We zijn toch maar ergens begonnen.
In 2009 heb ik een drietal avonden georganiseerd. De eerste op Aswoensdag, begin van de veertigdagentijd of vastentijd. We hebben die avond een boekje van econoom Arjo Klamer, In hemelsnaam, bestudeerd, dat precies gaat over waarden in de economie. NB. nog voor de crisis!
De tweede avond hebben we de genoemde verklaring van Accra gelezen en besproken. De derde avond, op biddag, dacht ik, moeten we het wat aardig afsluiten. Ik had een paar mensen in de gemeente gevraagd om een wereldmaaltijd te bereiden. Een wereldmaaltijd wordt samengesteld door niet meer te gebruiken dan de hoeveelheid ingrediënten die beschikbaar zijn per persoon als alle voedsel in de wereld gelijk verdeeld zou zijn…. Het bleek niet alleen smakelijk te zijn, maar ook meer dan genoeg voor iedereen. Tijdens die bijeenkomst werd ook gezegd, dat het zonde zou zijn om niet op deze weg door te gaan.
Dat resulteerde in de vorming – heel kerkelijk – van een werkgroep economie en geloof.
Van meet af aan hebben we een dubbele doelstelling gehanteerd:
1. studie, verdieping (door middel van film, boekbesprekingen, lezingen, bedrijfsbezoeken);
2. concrete acties (van energiezuinige verlichting, tot zonnepanelen op ons kerkdak, fair trade kerk).

kerk van hout en graszoden, hof - ijsland

kerk van hout en graszoden, hof – ijsland

De tweede impuls voor mij persoonlijk, als predikant en theoloog, ligt in hoe ik mijn geloof beleef, en is deels van theologische aard.

------------------------

■ **Schriftelijke opdracht**
Beantwoord de volgende vragen over de brontekst.
(a) Welk boekje werd op de eerste avond bestudeerd, en wie schreef het?
(b) Wat werd op de tweede avond gelezen en besproken?
(c) Welke twee doelstellingen hanteerde de werkgroep economie en geloof vanaf het begin?
Baseer je uitsluitend op wat de brontekst zegt.

------------------------

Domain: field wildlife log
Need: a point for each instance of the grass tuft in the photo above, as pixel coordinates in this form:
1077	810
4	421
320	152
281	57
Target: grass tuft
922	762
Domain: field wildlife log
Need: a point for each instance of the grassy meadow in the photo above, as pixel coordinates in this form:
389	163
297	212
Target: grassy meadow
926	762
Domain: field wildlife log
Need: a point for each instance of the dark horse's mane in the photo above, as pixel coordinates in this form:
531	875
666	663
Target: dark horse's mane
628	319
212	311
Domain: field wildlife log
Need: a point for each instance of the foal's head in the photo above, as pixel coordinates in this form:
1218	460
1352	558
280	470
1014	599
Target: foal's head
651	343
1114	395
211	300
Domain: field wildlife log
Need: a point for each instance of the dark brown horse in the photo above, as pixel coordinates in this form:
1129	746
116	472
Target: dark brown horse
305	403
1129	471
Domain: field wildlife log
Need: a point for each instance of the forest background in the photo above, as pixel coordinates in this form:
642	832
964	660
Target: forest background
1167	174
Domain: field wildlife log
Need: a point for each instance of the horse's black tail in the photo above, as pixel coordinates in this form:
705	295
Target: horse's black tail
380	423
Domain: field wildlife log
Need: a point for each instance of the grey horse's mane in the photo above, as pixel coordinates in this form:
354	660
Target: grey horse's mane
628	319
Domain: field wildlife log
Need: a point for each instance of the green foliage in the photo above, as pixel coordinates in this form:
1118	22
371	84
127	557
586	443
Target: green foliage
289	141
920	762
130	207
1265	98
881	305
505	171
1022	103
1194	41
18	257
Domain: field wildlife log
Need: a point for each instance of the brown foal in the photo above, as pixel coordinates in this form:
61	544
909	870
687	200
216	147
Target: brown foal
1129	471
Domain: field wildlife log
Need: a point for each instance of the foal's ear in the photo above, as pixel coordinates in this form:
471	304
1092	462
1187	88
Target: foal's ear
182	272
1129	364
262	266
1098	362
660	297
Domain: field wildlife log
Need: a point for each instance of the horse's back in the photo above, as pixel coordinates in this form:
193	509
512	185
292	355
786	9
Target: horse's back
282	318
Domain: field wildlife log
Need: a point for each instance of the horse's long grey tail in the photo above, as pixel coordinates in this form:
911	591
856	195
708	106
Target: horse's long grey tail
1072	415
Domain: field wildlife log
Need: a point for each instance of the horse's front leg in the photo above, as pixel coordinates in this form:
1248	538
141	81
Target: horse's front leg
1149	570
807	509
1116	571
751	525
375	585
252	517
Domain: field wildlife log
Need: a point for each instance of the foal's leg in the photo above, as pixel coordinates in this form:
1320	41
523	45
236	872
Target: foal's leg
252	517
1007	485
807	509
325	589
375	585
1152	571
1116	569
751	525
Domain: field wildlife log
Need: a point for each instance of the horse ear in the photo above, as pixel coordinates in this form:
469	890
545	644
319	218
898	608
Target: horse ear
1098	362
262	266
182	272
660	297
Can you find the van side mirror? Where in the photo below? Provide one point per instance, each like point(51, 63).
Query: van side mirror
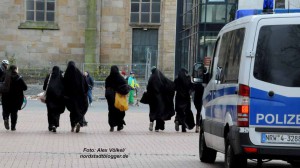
point(199, 73)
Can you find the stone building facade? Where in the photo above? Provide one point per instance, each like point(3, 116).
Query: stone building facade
point(42, 32)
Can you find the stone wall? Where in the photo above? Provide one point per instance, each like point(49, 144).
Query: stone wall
point(39, 47)
point(116, 34)
point(258, 4)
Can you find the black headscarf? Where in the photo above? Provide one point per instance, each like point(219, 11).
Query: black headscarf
point(55, 87)
point(74, 81)
point(183, 83)
point(114, 80)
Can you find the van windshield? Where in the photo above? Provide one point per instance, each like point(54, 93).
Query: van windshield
point(277, 58)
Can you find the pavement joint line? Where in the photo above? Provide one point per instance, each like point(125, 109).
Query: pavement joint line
point(76, 153)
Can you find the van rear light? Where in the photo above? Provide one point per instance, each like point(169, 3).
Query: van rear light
point(244, 90)
point(250, 150)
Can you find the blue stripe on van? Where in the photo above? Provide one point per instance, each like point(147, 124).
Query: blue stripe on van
point(264, 110)
point(219, 112)
point(273, 111)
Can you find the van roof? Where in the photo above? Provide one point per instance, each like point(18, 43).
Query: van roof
point(256, 18)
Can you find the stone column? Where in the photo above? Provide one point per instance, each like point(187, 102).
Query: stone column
point(91, 32)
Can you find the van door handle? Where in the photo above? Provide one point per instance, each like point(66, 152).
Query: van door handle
point(271, 93)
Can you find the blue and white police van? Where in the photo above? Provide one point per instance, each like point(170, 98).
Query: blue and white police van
point(251, 104)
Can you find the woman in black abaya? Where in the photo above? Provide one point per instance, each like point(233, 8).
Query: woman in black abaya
point(160, 92)
point(55, 98)
point(76, 90)
point(115, 83)
point(184, 114)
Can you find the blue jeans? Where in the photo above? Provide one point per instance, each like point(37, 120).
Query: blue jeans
point(90, 97)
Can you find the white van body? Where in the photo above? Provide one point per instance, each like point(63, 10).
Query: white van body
point(251, 104)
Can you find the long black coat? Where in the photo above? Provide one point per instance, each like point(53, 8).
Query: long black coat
point(13, 99)
point(160, 95)
point(76, 90)
point(55, 92)
point(115, 83)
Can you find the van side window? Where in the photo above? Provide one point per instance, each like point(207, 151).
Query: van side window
point(230, 56)
point(213, 59)
point(277, 55)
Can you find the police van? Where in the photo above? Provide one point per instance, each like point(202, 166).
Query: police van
point(251, 104)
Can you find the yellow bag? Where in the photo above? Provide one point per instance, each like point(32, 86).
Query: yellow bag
point(121, 102)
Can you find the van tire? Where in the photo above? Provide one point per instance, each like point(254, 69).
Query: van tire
point(232, 160)
point(295, 163)
point(206, 155)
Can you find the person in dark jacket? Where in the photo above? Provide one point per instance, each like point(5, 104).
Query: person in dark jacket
point(76, 90)
point(90, 82)
point(13, 99)
point(160, 92)
point(115, 83)
point(184, 114)
point(55, 97)
point(3, 68)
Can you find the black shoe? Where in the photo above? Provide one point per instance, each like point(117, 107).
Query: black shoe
point(120, 128)
point(53, 129)
point(177, 126)
point(111, 129)
point(6, 124)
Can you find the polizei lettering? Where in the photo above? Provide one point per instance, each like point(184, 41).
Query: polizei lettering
point(276, 119)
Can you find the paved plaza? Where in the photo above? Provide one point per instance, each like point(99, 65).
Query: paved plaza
point(32, 145)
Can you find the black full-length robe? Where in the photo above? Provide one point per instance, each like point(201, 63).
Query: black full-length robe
point(115, 83)
point(76, 90)
point(55, 96)
point(183, 110)
point(13, 99)
point(160, 92)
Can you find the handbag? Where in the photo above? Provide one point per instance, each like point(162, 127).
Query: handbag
point(121, 102)
point(43, 95)
point(145, 98)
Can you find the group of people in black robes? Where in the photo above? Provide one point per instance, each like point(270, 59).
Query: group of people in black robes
point(160, 94)
point(68, 91)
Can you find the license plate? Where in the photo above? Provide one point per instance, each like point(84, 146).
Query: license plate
point(280, 138)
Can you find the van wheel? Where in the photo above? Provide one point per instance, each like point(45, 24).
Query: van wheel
point(295, 163)
point(206, 154)
point(232, 160)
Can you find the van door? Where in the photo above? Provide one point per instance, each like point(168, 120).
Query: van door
point(208, 98)
point(275, 83)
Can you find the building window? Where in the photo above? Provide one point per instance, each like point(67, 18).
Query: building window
point(144, 46)
point(40, 10)
point(145, 11)
point(280, 4)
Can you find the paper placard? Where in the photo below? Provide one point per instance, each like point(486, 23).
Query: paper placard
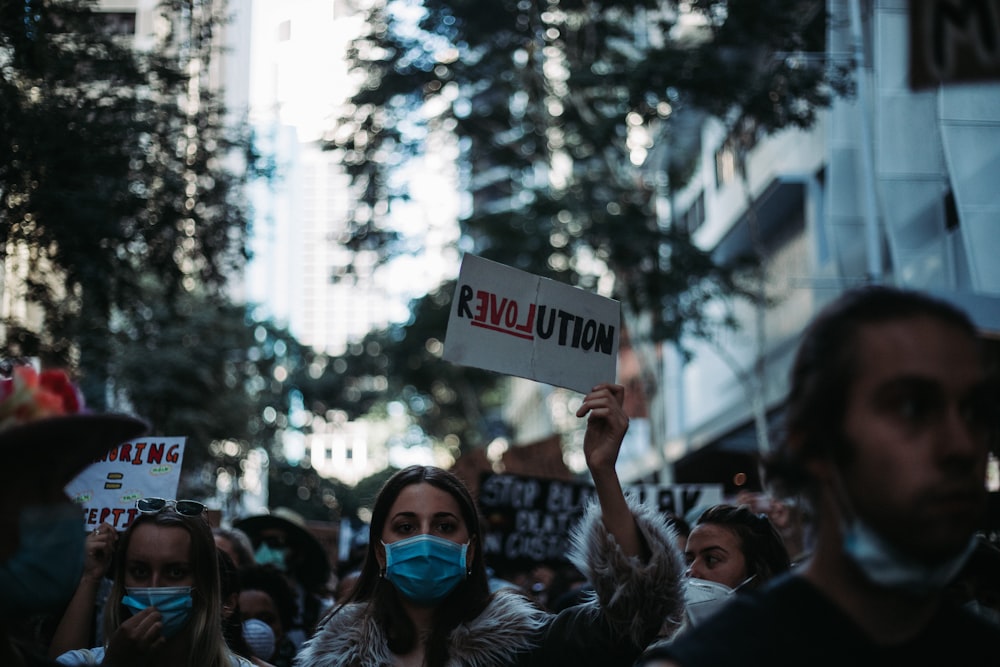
point(142, 468)
point(508, 321)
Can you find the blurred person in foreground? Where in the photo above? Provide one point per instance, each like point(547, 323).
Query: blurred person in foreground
point(891, 412)
point(423, 597)
point(46, 439)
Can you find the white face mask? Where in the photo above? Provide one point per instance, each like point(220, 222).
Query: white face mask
point(702, 598)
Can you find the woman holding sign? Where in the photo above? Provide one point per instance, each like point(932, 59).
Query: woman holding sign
point(165, 606)
point(423, 598)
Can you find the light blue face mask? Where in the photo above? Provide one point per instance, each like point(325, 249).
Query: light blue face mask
point(425, 568)
point(886, 566)
point(46, 568)
point(268, 555)
point(173, 602)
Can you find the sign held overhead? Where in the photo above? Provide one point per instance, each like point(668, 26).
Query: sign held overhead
point(508, 321)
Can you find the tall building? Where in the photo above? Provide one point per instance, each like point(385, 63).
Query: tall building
point(301, 275)
point(895, 185)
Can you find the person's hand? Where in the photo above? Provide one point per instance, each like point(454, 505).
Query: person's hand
point(99, 550)
point(606, 425)
point(135, 639)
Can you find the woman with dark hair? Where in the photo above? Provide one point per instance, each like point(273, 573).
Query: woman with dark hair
point(730, 548)
point(423, 596)
point(165, 606)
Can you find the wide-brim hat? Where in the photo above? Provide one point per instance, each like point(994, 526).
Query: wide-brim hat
point(65, 445)
point(315, 567)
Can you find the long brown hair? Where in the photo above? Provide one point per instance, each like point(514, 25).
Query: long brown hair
point(468, 599)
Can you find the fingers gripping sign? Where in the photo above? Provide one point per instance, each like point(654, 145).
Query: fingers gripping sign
point(607, 424)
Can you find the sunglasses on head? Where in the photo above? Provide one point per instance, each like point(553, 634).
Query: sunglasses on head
point(183, 507)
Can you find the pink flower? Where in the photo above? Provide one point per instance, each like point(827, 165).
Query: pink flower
point(28, 395)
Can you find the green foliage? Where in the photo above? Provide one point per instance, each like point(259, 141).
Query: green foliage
point(576, 122)
point(531, 86)
point(121, 204)
point(111, 168)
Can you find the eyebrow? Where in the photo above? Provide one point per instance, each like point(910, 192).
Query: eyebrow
point(436, 515)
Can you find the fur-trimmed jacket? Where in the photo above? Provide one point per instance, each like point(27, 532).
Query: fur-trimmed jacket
point(630, 603)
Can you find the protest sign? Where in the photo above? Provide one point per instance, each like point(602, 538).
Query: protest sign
point(529, 519)
point(512, 322)
point(107, 489)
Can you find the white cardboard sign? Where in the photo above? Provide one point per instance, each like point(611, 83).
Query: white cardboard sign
point(508, 321)
point(107, 489)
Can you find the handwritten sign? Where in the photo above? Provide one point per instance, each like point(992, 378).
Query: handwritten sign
point(529, 519)
point(953, 42)
point(512, 322)
point(143, 468)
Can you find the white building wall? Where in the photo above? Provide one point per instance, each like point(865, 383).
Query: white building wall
point(923, 144)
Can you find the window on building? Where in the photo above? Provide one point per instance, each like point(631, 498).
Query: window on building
point(116, 23)
point(694, 217)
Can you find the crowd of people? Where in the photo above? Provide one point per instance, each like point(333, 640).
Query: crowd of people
point(868, 543)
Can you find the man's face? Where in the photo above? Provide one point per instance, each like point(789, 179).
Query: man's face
point(916, 421)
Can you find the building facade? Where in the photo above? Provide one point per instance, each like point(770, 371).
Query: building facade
point(894, 185)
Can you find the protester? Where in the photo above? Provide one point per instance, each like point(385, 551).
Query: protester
point(790, 516)
point(79, 624)
point(423, 597)
point(236, 544)
point(281, 539)
point(165, 606)
point(889, 417)
point(235, 630)
point(267, 597)
point(46, 439)
point(729, 549)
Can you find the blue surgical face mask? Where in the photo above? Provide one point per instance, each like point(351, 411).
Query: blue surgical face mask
point(424, 568)
point(46, 568)
point(268, 555)
point(173, 602)
point(886, 566)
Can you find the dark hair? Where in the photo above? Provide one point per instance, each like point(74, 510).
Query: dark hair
point(240, 542)
point(468, 599)
point(271, 581)
point(825, 368)
point(763, 548)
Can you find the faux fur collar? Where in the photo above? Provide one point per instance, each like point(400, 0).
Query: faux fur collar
point(505, 627)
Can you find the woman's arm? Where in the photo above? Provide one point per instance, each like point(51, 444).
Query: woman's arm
point(75, 626)
point(607, 424)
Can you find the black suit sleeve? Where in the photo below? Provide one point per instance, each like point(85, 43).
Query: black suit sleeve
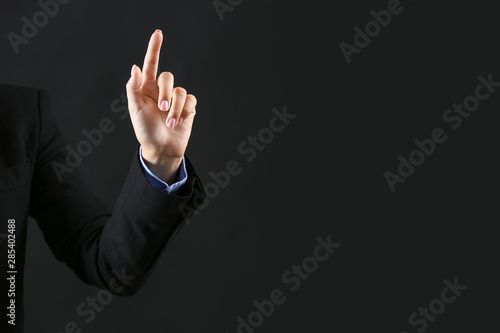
point(98, 246)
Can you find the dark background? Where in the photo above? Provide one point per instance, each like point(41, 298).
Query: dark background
point(322, 175)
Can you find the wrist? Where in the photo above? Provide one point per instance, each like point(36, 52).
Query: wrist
point(162, 166)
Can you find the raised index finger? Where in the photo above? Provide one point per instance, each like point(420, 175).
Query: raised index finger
point(152, 56)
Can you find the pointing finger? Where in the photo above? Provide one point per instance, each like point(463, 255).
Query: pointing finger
point(151, 60)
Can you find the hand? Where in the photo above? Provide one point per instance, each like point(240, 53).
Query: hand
point(162, 116)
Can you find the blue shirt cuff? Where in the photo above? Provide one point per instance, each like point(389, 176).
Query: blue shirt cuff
point(159, 184)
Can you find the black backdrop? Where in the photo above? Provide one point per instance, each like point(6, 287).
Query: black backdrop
point(322, 175)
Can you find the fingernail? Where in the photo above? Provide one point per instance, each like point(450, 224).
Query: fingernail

------------------------

■ **Volledig antwoord**
(a) Op de eerste avond werd het boekje In hemelsnaam van econoom Arjo Klamer bestudeerd.
(b) Op de tweede avond werd de verklaring van Accra gelezen en besproken.
(c) De werkgroep hanteerde studie en verdieping als eerste doelstelling en concrete acties als tweede.